BEGIN ENTRIES SHOWN

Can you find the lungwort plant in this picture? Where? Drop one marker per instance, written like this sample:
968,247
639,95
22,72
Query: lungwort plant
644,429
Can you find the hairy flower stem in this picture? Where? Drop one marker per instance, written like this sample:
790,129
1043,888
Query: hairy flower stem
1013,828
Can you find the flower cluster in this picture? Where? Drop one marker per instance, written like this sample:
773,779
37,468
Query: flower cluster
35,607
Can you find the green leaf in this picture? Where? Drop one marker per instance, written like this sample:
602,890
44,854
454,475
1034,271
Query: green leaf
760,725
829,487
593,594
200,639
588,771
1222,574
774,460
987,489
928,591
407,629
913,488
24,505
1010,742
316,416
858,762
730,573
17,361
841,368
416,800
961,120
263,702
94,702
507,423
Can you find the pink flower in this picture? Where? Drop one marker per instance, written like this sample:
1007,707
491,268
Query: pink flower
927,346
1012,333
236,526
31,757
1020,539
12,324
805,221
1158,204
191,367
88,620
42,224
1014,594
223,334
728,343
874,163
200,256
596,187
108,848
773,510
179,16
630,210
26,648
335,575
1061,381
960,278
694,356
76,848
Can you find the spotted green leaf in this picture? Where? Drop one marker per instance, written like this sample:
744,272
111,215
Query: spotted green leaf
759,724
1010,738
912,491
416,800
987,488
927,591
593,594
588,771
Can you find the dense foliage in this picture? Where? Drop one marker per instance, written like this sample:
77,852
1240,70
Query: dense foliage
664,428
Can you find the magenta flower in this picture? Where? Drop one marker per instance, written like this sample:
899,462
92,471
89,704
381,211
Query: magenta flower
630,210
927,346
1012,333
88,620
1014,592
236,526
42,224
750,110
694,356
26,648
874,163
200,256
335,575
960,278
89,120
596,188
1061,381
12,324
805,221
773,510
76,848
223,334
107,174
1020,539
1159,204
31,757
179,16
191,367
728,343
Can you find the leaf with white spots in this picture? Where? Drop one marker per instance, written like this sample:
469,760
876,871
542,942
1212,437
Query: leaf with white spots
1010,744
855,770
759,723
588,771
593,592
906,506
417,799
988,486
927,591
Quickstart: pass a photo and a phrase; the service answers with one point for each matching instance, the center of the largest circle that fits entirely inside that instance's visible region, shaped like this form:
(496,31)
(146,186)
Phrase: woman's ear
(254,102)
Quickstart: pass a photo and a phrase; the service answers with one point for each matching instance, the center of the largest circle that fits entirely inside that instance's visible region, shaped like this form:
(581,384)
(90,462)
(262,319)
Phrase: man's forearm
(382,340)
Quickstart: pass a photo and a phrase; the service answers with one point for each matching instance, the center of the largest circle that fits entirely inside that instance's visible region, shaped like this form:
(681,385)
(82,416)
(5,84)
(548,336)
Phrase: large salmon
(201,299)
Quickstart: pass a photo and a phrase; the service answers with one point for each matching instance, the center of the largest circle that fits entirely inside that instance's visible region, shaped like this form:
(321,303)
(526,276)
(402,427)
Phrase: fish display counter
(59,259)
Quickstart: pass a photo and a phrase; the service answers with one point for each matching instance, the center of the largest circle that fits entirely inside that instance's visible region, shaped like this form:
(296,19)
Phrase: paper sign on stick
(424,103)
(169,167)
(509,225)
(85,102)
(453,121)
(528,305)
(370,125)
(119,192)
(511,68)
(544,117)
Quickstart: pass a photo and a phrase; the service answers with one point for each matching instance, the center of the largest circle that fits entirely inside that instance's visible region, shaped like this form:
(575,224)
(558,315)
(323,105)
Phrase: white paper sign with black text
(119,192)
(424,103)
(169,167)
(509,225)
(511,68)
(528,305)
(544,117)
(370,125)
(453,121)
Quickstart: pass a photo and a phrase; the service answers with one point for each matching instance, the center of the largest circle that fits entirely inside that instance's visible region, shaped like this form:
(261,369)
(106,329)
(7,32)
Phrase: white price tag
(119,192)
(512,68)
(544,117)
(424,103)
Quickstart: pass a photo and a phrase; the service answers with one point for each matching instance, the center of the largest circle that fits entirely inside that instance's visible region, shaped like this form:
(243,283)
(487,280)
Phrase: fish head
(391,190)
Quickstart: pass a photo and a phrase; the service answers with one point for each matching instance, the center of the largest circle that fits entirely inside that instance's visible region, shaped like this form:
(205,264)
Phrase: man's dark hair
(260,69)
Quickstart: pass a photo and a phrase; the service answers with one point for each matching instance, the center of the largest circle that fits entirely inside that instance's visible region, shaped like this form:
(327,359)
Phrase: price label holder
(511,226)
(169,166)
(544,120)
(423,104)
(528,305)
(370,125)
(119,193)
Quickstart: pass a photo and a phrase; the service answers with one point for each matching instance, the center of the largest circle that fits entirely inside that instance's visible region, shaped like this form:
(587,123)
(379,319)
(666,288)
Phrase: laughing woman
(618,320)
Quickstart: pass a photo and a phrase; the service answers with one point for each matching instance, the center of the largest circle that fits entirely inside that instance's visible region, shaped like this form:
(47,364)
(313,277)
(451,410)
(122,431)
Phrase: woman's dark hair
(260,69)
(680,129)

END ENTRIES SHOWN

» WHAT THE TASK ASKS: Select every line in the listing above that contains the string "cluster", treating uppercase and lowercase as different.

» ANSWER FOR THE TASK:
Can you find the flower cluster in this picture? Where? Drop one marker per instance, written like this sample:
Query: flower cluster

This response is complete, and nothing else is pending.